WHAT TO WORK ON >>
[1] Write out the policy documentation between "heuristic_policy.py" and "policy = ShortestFeasiblePolicy()", inclusive.
[2] In the policy documentation, which examples are listed for the RL policy type?
[3] Pick up the policy documentation after its last line and keep writing.

PAGE >>
**********

How Policies Work Internally
============================

The ControlPolicy Protocol
--------------------------

All policies implement this protocol (from ``fusion/interfaces/control_policy.py``):

.. code-block:: python

   class ControlPolicy(Protocol):
       def select_action(
           self,
           request: Request,
           options: list[PathOption],
           network_state: NetworkState,
       ) -> int:
           """Return index of selected path, or -1 if none."""
           ...

       def update(
           self,
           request: Request,
           action: int,
           reward: float,
       ) -> None:
           """Update policy from experience (no-op for heuristics/deployment)."""
           ...

Policy Types
------------

.. list-table::
   :header-rows: 1
   :widths: 20 40 40

   * - Type
     - When to Use
     - Examples
   * - **Heuristic**
     - Baselines, simple deployments, fallbacks
     - FirstFeasible, ShortestFeasible, LeastCongested
   * - **ML**
     - Deploy pre-trained supervised models
     - PyTorch, sklearn, ONNX models
   * - **RL**
     - Deploy pre-trained RL agents
     - SB3 PPO, MaskablePPO, DQN

Decision Flow
-------------

.. code-block:: text

   +===========================================================================+
   |                      POLICY DECISION FLOW                                  |
   +===========================================================================+
   |                                                                            |
   |   INPUT                                                                    |
   |   +------------------------+                                               |
   |   | Request                |  bandwidth=100Gbps, src=A, dst=Z              |
   |   | PathOptions (list)     |  [Path0, Path1, Path2, Path3, Path4]          |
   |   | NetworkState           |  current topology and spectrum state          |
   |   +------------------------+                                               |
   |              |                                                             |
   |              v                                                             |
   |   FEASIBILITY CHECK (already done by pipelines)                            |
   |   +------------------------+                                               |
   |   | PathOption.is_feasible |  [True, False, True, False, True]             |
   |   +------------------------+                                               |
   |              |                                                             |
   |              v                                                             |
   |   POLICY DECISION                                                          |
   |   +------------------------+                                               |
   |   | Heuristic: "Pick shortest feasible" -> Path 2                          |
   |   | ML Model:  "Score each, pick highest" -> Path 4                        |
   |   | RL Model:  "Predict action from obs" -> Path 0                         |
   |   +------------------------+                                               |
   |              |                                                             |
   |              v                                                             |
   |   OUTPUT                                                                   |
   |   +------------------------+                                               |
   |   | action = 2             |  (index of selected path)                     |
   |   +------------------------+                                               |
   |                                                                            |
   +===========================================================================+

Components
==========

heuristic_policy.py
-------------------

:Purpose: Rule-based deterministic policies
:Classes: ``FirstFeasiblePolicy``, ``ShortestFeasiblePolicy``, ``LeastCongestedPolicy``, ``RandomFeasiblePolicy``, ``LoadBalancedPolicy``

.. code-block:: python

   from fusion.policies import ShortestFeasiblePolicy

   policy = ShortestFeasiblePolicy()

**********

DATA ROWS >>
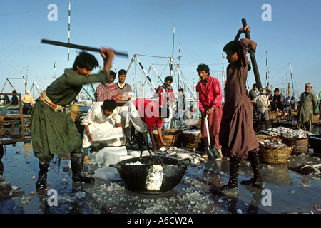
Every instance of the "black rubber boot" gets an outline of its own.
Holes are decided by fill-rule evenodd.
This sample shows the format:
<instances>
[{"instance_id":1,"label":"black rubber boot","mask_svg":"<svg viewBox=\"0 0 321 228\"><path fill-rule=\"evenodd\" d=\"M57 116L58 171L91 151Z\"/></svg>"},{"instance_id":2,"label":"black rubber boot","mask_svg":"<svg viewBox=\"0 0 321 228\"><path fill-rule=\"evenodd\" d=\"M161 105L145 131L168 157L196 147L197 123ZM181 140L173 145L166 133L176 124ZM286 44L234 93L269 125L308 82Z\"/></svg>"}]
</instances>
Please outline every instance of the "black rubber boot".
<instances>
[{"instance_id":1,"label":"black rubber boot","mask_svg":"<svg viewBox=\"0 0 321 228\"><path fill-rule=\"evenodd\" d=\"M238 176L241 159L240 157L230 157L230 180L228 183L223 185L213 193L218 193L228 196L233 196L238 194Z\"/></svg>"},{"instance_id":2,"label":"black rubber boot","mask_svg":"<svg viewBox=\"0 0 321 228\"><path fill-rule=\"evenodd\" d=\"M143 133L143 147L147 148L148 147L148 137L147 136L147 131Z\"/></svg>"},{"instance_id":3,"label":"black rubber boot","mask_svg":"<svg viewBox=\"0 0 321 228\"><path fill-rule=\"evenodd\" d=\"M206 155L208 155L208 160L214 161L215 160L215 157L213 154L212 150L210 150L209 147L205 147L204 151L206 152Z\"/></svg>"},{"instance_id":4,"label":"black rubber boot","mask_svg":"<svg viewBox=\"0 0 321 228\"><path fill-rule=\"evenodd\" d=\"M139 131L137 133L137 140L138 141L138 150L141 150L143 147L143 133L140 133Z\"/></svg>"},{"instance_id":5,"label":"black rubber boot","mask_svg":"<svg viewBox=\"0 0 321 228\"><path fill-rule=\"evenodd\" d=\"M83 173L83 155L81 153L71 153L71 170L73 171L73 181L85 183L92 183L95 181L93 177L88 177Z\"/></svg>"},{"instance_id":6,"label":"black rubber boot","mask_svg":"<svg viewBox=\"0 0 321 228\"><path fill-rule=\"evenodd\" d=\"M265 183L260 173L260 158L257 152L249 152L248 160L251 162L252 169L253 170L254 177L248 180L241 182L242 185L251 185L258 188L264 188Z\"/></svg>"},{"instance_id":7,"label":"black rubber boot","mask_svg":"<svg viewBox=\"0 0 321 228\"><path fill-rule=\"evenodd\" d=\"M215 145L210 147L210 150L212 151L212 154L214 156L214 159L215 161L221 160L222 157L220 156L220 152Z\"/></svg>"},{"instance_id":8,"label":"black rubber boot","mask_svg":"<svg viewBox=\"0 0 321 228\"><path fill-rule=\"evenodd\" d=\"M39 161L40 170L38 172L38 180L36 182L36 188L37 190L46 188L47 185L47 172L49 167L49 162L44 162Z\"/></svg>"}]
</instances>

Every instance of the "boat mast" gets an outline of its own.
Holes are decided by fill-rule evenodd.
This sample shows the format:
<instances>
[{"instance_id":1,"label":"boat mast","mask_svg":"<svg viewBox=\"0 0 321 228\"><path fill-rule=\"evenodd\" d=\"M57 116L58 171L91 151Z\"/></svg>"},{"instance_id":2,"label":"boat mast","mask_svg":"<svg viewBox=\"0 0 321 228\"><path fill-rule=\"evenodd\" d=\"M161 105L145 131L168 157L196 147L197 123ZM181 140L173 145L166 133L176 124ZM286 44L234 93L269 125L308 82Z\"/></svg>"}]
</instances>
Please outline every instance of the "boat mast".
<instances>
[{"instance_id":1,"label":"boat mast","mask_svg":"<svg viewBox=\"0 0 321 228\"><path fill-rule=\"evenodd\" d=\"M289 65L290 65L290 73L291 74L292 88L293 90L293 96L295 98L295 90L294 90L294 85L293 85L293 74L292 73L291 62L289 63Z\"/></svg>"},{"instance_id":2,"label":"boat mast","mask_svg":"<svg viewBox=\"0 0 321 228\"><path fill-rule=\"evenodd\" d=\"M222 53L222 91L223 91L223 99L222 102L224 103L224 83L225 83L225 71L224 71L224 56Z\"/></svg>"},{"instance_id":3,"label":"boat mast","mask_svg":"<svg viewBox=\"0 0 321 228\"><path fill-rule=\"evenodd\" d=\"M177 90L180 89L180 43L178 46L178 66L177 68Z\"/></svg>"},{"instance_id":4,"label":"boat mast","mask_svg":"<svg viewBox=\"0 0 321 228\"><path fill-rule=\"evenodd\" d=\"M269 69L268 69L268 51L266 51L266 76L265 76L265 86L266 88L269 88L269 79L268 79L268 72L269 72Z\"/></svg>"},{"instance_id":5,"label":"boat mast","mask_svg":"<svg viewBox=\"0 0 321 228\"><path fill-rule=\"evenodd\" d=\"M70 4L71 1L69 1L68 4L69 4L69 14L68 16L68 43L70 43ZM67 57L67 68L69 68L69 48L68 48L68 57Z\"/></svg>"},{"instance_id":6,"label":"boat mast","mask_svg":"<svg viewBox=\"0 0 321 228\"><path fill-rule=\"evenodd\" d=\"M174 37L175 37L175 26L174 26L174 30L173 33L173 51L172 51L172 57L170 58L170 76L173 76L173 61L174 58Z\"/></svg>"}]
</instances>

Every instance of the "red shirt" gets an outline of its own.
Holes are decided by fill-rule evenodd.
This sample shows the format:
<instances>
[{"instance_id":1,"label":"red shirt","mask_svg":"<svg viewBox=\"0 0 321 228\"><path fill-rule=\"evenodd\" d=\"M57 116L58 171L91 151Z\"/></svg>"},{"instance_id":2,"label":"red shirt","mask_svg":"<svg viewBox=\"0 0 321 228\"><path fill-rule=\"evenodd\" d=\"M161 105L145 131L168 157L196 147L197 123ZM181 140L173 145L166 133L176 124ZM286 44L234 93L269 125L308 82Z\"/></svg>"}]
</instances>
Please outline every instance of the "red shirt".
<instances>
[{"instance_id":1,"label":"red shirt","mask_svg":"<svg viewBox=\"0 0 321 228\"><path fill-rule=\"evenodd\" d=\"M133 102L141 120L147 124L148 130L153 130L155 125L156 128L162 127L163 120L160 119L159 105L157 103L142 98L137 98Z\"/></svg>"},{"instance_id":2,"label":"red shirt","mask_svg":"<svg viewBox=\"0 0 321 228\"><path fill-rule=\"evenodd\" d=\"M164 106L164 105L169 105L175 100L175 95L172 87L170 88L166 88L164 85L158 86L156 89L156 94L160 94L159 97L159 105L160 106Z\"/></svg>"},{"instance_id":3,"label":"red shirt","mask_svg":"<svg viewBox=\"0 0 321 228\"><path fill-rule=\"evenodd\" d=\"M198 92L198 100L201 111L211 107L216 108L222 104L223 91L222 86L218 78L208 76L206 83L206 90L202 82L196 85Z\"/></svg>"}]
</instances>

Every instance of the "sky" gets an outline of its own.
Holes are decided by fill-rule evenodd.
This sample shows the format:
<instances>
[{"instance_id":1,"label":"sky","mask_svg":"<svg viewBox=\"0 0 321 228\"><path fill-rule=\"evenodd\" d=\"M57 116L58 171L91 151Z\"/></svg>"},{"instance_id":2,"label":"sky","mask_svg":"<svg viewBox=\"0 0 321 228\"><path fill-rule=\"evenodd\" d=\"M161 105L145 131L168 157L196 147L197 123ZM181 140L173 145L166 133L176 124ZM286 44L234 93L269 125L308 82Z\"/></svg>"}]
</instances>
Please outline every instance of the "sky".
<instances>
[{"instance_id":1,"label":"sky","mask_svg":"<svg viewBox=\"0 0 321 228\"><path fill-rule=\"evenodd\" d=\"M269 7L263 7L265 4ZM68 7L66 0L0 1L3 93L12 91L8 79L18 93L24 94L26 78L27 88L37 96L34 83L45 90L68 64L72 67L81 50L71 48L68 63L68 48L41 43L41 39L68 42ZM223 82L228 65L223 48L243 27L242 18L246 19L250 38L258 43L255 58L263 87L268 81L286 95L292 95L294 88L297 98L307 83L313 84L317 95L321 91L319 0L73 0L70 7L70 43L127 52L128 58L115 56L112 70L128 70L126 82L138 95L149 95L153 86L146 83L146 73L137 59L132 62L134 55L156 87L162 84L160 78L170 76L172 56L175 93L179 74L180 86L185 86L188 94L193 94L200 63L208 65L210 75ZM100 53L90 53L102 66ZM251 71L249 89L254 83ZM143 84L141 94L139 86ZM88 86L84 88L92 94Z\"/></svg>"}]
</instances>

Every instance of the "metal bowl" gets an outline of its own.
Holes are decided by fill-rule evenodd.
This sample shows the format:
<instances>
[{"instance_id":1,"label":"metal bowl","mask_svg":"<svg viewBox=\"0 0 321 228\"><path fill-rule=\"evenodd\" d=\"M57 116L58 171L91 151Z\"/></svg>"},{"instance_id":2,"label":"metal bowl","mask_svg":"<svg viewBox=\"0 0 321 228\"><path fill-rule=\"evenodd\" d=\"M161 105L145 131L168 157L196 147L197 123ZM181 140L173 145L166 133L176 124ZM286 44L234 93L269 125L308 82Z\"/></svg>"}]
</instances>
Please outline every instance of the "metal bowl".
<instances>
[{"instance_id":1,"label":"metal bowl","mask_svg":"<svg viewBox=\"0 0 321 228\"><path fill-rule=\"evenodd\" d=\"M142 156L148 150L150 156ZM117 169L119 175L131 191L143 194L159 194L175 187L182 180L191 160L153 156L143 149L139 157L110 165Z\"/></svg>"}]
</instances>

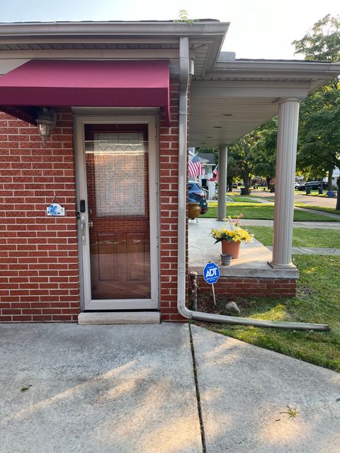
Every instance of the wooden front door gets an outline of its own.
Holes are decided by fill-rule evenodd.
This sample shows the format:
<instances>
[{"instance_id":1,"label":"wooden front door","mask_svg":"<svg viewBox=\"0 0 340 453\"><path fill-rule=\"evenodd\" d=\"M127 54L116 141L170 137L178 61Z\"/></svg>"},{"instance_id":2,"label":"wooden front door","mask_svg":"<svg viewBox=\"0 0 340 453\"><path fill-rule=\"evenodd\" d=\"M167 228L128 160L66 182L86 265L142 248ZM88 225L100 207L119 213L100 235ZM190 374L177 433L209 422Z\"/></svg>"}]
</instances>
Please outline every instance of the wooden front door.
<instances>
[{"instance_id":1,"label":"wooden front door","mask_svg":"<svg viewBox=\"0 0 340 453\"><path fill-rule=\"evenodd\" d=\"M79 200L79 221L85 310L157 308L149 127L147 123L84 125L86 197Z\"/></svg>"}]
</instances>

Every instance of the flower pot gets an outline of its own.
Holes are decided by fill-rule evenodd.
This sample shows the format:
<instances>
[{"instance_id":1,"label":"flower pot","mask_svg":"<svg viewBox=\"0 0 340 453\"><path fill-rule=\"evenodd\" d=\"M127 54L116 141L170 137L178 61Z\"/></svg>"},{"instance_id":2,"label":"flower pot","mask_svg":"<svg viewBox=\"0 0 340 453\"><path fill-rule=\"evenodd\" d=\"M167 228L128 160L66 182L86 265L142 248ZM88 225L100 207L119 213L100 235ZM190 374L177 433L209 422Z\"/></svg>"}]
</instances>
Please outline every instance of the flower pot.
<instances>
[{"instance_id":1,"label":"flower pot","mask_svg":"<svg viewBox=\"0 0 340 453\"><path fill-rule=\"evenodd\" d=\"M196 219L200 214L200 203L189 203L189 219Z\"/></svg>"},{"instance_id":2,"label":"flower pot","mask_svg":"<svg viewBox=\"0 0 340 453\"><path fill-rule=\"evenodd\" d=\"M221 241L222 253L223 255L231 255L233 258L239 257L241 241Z\"/></svg>"},{"instance_id":3,"label":"flower pot","mask_svg":"<svg viewBox=\"0 0 340 453\"><path fill-rule=\"evenodd\" d=\"M221 253L221 264L222 266L230 266L232 256L231 255L225 255Z\"/></svg>"}]
</instances>

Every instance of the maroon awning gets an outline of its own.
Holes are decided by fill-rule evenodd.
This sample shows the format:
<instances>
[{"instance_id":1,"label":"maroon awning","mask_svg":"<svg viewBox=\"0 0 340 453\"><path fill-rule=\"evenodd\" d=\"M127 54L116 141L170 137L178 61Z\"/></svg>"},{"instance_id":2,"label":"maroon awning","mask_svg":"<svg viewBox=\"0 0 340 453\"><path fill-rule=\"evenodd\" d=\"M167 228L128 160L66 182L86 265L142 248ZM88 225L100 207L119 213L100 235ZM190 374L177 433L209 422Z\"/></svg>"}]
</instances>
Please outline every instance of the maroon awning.
<instances>
[{"instance_id":1,"label":"maroon awning","mask_svg":"<svg viewBox=\"0 0 340 453\"><path fill-rule=\"evenodd\" d=\"M169 119L165 60L30 60L0 77L0 110L18 106L161 107Z\"/></svg>"}]
</instances>

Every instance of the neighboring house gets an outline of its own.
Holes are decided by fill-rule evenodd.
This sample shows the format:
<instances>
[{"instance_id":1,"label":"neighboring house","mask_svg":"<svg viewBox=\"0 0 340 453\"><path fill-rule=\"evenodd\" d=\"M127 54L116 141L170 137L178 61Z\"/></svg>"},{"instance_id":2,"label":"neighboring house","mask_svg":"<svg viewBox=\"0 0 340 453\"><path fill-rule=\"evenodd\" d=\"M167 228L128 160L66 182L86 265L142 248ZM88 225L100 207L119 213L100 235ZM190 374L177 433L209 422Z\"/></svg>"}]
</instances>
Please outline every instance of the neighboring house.
<instances>
[{"instance_id":1,"label":"neighboring house","mask_svg":"<svg viewBox=\"0 0 340 453\"><path fill-rule=\"evenodd\" d=\"M212 178L212 170L216 166L215 156L212 153L198 153L198 157L200 159L203 167L202 179L206 181L210 178Z\"/></svg>"},{"instance_id":2,"label":"neighboring house","mask_svg":"<svg viewBox=\"0 0 340 453\"><path fill-rule=\"evenodd\" d=\"M188 144L219 147L225 217L227 145L278 113L268 265L277 274L249 276L245 287L259 295L281 278L281 295L294 294L286 212L298 104L340 66L235 59L220 52L228 27L213 20L0 24L0 321L191 317ZM221 278L221 287L232 294L237 281Z\"/></svg>"}]
</instances>

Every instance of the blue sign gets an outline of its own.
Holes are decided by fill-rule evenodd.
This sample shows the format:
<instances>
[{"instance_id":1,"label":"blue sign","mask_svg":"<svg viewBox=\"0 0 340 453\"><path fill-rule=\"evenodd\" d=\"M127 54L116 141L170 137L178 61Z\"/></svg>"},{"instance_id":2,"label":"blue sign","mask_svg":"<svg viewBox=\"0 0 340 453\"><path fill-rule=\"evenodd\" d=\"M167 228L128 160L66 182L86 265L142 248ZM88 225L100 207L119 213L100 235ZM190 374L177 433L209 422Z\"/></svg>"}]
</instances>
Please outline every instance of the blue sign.
<instances>
[{"instance_id":1,"label":"blue sign","mask_svg":"<svg viewBox=\"0 0 340 453\"><path fill-rule=\"evenodd\" d=\"M209 285L212 285L212 283L216 283L220 277L220 269L218 266L215 264L215 263L208 263L205 265L205 267L203 270L203 278L209 283Z\"/></svg>"}]
</instances>

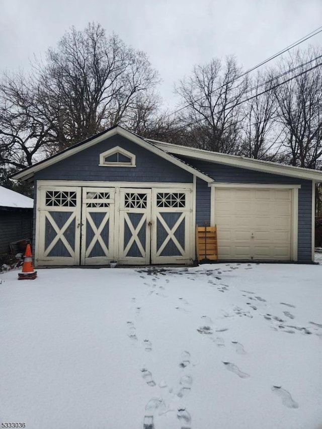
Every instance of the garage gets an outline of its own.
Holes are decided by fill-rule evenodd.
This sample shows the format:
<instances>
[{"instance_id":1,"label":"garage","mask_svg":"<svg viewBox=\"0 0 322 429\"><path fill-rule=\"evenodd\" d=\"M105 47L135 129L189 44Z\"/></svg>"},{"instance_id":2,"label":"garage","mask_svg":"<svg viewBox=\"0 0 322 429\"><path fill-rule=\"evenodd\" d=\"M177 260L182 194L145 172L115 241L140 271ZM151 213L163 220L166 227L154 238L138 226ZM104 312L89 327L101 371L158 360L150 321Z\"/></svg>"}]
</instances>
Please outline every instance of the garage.
<instances>
[{"instance_id":1,"label":"garage","mask_svg":"<svg viewBox=\"0 0 322 429\"><path fill-rule=\"evenodd\" d=\"M193 256L192 185L163 186L40 185L37 265L104 265L112 260L124 265L189 261Z\"/></svg>"},{"instance_id":2,"label":"garage","mask_svg":"<svg viewBox=\"0 0 322 429\"><path fill-rule=\"evenodd\" d=\"M205 224L217 225L219 261L313 260L321 171L115 126L12 177L35 185L36 267L191 264Z\"/></svg>"},{"instance_id":3,"label":"garage","mask_svg":"<svg viewBox=\"0 0 322 429\"><path fill-rule=\"evenodd\" d=\"M214 188L220 259L292 260L298 188L244 186Z\"/></svg>"}]
</instances>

**********

TASK-BY-TASK ANSWERS >>
[1]
heuristic_policy.py
-------------------

:Purpose: Rule-based deterministic policies
:Classes: ``FirstFeasiblePolicy``, ``ShortestFeasiblePolicy``, ``LeastCongestedPolicy``, ``RandomFeasiblePolicy``, ``LoadBalancedPolicy``

.. code-block:: python

   from fusion.policies import ShortestFeasiblePolicy

   policy = ShortestFeasiblePolicy()

[2] SB3 PPO, MaskablePPO, and DQN.

[3]
   action = policy.select_action(request, options, network_state)
   # Returns index of shortest feasible path

ml_policy.py
------------

:Purpose: Deploy pre-trained ML models (PyTorch, sklearn, ONNX)
:Classes: ``MLControlPolicy``, ``FeatureBuilder``, model wrappers

.. code-block:: python

   from fusion.policies import MLControlPolicy

   policy = MLControlPolicy(
       model_path="model.pt",
       fallback_type="first_feasible",  # Fallback if model fails
   )
   action = policy.select_action(request, options, network_state)

**Key feature:** Automatic fallback to heuristic on errors.

rl_policy.py
------------

:Purpose: Deploy pre-trained Stable-Baselines3 models
:Classes: ``RLPolicy``, ``RLControlPolicy``

.. code-block:: python

   from fusion.policies import RLPolicy

   policy = RLPolicy.from_file(
       model_path="trained_ppo.zip",
       algorithm="MaskablePPO",
   )
   action = policy.select_action(request, options, network_state)

**Key feature:** Supports action masking for feasibility constraints.

policy_factory.py
-----------------

:Purpose: Create policies from configuration
:Classes: ``PolicyFactory``, ``PolicyConfig``

.. code-block:: python

   from fusion.policies import PolicyFactory, PolicyConfig

   # From config object
   config = PolicyConfig(policy_type="heuristic", policy_name="shortest")
   policy = PolicyFactory.create(config)

   # From dictionary (e.g., config file)
   policy = PolicyFactory.from_dict({"policy_type": "rl", "model_path": "model.zip"})

Frequently Asked Questions
==========================

**Q: What's the difference between policies and pipelines?**

- **Policies** = decision-making ("which path?")
- **Pipelines** = execution ("find paths", "assign spectrum", "allocate protection")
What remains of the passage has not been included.